Start with the line containing "Objective: provide one point per instance of the small" and write out each line through the end of the listing, exactly as given.
## Start
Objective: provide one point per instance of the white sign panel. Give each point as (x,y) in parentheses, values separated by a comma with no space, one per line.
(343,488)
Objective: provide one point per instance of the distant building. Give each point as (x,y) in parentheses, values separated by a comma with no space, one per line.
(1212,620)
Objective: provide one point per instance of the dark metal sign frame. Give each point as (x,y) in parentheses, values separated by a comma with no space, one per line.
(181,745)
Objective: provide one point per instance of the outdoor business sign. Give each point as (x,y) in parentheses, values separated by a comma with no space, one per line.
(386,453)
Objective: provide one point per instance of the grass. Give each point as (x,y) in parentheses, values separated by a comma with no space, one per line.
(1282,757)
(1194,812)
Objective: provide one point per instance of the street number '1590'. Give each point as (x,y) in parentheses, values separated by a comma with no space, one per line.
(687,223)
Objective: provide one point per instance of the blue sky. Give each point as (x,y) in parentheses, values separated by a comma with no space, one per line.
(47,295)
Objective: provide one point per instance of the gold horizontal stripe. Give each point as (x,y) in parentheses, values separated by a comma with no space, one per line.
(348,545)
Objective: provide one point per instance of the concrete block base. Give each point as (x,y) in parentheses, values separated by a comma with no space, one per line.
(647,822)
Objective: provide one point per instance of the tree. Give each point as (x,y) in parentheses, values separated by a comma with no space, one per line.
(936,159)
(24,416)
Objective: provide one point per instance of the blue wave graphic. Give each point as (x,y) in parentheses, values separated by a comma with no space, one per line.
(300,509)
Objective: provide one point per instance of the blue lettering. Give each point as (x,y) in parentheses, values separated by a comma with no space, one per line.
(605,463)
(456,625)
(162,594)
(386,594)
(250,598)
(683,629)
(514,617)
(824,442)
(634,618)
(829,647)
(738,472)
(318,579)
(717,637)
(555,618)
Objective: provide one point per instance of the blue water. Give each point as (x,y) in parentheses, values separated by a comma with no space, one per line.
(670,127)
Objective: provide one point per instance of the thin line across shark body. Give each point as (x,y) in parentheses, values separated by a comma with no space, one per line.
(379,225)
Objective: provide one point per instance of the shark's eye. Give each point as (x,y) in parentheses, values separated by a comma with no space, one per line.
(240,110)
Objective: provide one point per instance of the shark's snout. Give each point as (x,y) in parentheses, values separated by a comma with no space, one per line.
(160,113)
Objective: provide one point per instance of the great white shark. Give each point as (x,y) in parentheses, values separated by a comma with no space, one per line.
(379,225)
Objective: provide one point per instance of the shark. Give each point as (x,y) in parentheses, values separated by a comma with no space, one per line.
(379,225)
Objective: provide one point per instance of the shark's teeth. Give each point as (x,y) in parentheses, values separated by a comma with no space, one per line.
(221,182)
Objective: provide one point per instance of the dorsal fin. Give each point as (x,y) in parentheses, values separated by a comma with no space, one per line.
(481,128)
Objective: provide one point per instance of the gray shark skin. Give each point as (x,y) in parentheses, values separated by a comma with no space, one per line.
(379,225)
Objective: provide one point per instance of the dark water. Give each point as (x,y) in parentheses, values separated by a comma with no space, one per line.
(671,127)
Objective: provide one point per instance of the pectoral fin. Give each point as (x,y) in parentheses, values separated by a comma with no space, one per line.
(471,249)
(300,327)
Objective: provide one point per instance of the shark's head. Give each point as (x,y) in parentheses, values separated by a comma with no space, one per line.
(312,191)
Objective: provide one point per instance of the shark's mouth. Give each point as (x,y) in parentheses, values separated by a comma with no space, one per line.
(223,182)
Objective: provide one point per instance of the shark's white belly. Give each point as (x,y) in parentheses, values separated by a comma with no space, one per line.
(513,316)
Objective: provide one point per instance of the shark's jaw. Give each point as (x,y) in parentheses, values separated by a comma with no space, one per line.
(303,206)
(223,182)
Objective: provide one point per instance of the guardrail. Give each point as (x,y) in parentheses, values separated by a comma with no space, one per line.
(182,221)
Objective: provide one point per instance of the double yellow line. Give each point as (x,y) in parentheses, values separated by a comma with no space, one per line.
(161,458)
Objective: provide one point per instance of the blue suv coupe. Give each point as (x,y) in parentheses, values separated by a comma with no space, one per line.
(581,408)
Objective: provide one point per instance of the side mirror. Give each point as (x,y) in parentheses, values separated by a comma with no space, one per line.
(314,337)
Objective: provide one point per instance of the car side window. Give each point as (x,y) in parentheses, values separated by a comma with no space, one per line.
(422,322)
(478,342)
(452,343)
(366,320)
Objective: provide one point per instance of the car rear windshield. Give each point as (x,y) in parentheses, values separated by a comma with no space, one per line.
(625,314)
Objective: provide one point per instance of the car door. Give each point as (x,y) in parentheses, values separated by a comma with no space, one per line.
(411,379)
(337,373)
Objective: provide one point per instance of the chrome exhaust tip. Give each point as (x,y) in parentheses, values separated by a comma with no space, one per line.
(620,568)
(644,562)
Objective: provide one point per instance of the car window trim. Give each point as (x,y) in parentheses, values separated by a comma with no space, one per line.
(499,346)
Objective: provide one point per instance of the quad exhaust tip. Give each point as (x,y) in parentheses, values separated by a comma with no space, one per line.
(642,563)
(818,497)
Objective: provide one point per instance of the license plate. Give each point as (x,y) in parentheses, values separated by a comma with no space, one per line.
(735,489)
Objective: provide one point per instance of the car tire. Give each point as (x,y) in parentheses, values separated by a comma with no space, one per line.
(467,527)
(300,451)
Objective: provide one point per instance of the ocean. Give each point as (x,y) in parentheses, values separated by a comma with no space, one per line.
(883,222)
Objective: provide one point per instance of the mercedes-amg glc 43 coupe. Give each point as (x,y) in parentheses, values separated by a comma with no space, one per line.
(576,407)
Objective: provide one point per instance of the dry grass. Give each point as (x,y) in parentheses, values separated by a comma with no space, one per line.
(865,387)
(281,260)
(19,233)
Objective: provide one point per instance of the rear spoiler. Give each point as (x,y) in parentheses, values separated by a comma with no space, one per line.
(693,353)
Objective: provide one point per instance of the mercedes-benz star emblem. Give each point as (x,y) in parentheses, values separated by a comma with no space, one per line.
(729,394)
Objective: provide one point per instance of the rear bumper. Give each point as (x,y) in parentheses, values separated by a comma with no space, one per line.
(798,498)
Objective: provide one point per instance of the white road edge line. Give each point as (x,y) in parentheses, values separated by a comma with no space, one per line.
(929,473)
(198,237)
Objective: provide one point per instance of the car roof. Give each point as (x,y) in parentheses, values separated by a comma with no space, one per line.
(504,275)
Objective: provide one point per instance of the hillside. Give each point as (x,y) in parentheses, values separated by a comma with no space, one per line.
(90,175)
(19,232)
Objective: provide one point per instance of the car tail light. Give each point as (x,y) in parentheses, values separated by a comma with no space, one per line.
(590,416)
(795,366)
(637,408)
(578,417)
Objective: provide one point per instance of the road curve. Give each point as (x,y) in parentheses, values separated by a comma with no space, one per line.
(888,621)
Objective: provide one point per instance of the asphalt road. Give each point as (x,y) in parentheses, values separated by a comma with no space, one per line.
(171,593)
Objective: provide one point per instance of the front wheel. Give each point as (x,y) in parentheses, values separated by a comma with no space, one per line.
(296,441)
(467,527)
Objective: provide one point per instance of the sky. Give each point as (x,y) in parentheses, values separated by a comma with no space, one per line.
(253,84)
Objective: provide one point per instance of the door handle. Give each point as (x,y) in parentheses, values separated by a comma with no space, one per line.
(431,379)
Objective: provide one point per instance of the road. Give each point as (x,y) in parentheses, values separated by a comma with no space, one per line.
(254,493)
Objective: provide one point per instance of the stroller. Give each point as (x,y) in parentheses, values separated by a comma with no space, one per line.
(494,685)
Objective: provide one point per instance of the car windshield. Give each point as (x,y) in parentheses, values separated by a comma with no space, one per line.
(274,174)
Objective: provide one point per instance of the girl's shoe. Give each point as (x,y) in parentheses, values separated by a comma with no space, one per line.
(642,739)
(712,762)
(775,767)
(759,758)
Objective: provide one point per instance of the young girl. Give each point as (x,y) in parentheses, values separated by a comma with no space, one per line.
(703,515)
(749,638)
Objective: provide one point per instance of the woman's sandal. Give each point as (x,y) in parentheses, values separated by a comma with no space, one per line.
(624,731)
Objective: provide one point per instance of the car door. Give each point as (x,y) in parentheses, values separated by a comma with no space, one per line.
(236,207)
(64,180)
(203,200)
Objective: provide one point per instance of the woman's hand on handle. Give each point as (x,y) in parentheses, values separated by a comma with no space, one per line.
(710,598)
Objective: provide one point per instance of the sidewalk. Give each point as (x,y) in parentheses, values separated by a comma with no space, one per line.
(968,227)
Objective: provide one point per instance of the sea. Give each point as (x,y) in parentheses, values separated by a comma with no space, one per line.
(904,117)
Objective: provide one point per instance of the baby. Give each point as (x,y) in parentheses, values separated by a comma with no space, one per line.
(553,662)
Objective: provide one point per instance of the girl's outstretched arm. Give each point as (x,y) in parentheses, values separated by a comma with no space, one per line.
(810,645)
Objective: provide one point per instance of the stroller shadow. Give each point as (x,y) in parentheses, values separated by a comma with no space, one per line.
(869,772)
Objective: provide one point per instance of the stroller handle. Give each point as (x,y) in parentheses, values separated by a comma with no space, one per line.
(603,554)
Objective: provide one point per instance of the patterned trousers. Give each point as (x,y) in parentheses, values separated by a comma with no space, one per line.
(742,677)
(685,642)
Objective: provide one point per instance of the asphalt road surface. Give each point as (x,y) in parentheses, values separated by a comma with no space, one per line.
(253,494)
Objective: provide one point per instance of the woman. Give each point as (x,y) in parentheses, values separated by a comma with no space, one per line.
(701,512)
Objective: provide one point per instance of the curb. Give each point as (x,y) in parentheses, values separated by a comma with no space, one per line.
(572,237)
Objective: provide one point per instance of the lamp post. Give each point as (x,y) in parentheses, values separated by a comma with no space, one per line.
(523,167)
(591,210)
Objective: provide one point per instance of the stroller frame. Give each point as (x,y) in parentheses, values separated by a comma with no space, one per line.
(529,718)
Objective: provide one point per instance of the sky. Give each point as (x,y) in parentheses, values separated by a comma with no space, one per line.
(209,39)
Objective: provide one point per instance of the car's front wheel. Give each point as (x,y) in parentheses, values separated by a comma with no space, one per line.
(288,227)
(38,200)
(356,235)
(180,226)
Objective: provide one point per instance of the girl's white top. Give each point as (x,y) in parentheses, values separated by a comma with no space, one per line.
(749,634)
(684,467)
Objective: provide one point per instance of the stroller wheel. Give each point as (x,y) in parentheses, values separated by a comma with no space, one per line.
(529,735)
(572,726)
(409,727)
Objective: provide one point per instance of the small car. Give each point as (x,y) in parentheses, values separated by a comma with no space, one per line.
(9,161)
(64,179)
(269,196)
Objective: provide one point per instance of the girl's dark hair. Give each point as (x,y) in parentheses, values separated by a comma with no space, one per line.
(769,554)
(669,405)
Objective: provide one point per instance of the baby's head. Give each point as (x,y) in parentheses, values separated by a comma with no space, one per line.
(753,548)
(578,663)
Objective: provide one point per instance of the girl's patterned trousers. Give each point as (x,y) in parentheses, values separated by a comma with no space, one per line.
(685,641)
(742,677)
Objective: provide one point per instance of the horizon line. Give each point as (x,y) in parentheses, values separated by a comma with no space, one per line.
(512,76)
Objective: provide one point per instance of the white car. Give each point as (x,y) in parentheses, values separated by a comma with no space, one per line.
## End
| Finished task |
Objective: provide one point per instance of the small car. Give each point as (x,y) in parentheses, values separated by a comma with no space, one per line.
(9,161)
(64,179)
(269,196)
Objective: provide one point per instance of the girl's dark hair. Give each point as (x,y) in parentheses, values separated by a comma with no space, one per line.
(769,554)
(669,405)
Objective: provide one point per instance of the baby's head. Give each point as (x,y) in parentheses, values separated by a comma with no space, one per line.
(753,548)
(578,663)
Objective: provide one point per instance of the girl's patterned trousers. Give each point as (x,y) in parentheses, values separated by a comma with no space, one per line.
(685,641)
(742,677)
Objective: provide one point per instance of the horizon line. Give each point as (x,y) in parentheses, values separated by a comma with no space, one per line.
(512,76)
Objective: provide one point per instance of the white car. Give each point as (x,y) in parentheses, values separated by a comma with no space, one per line.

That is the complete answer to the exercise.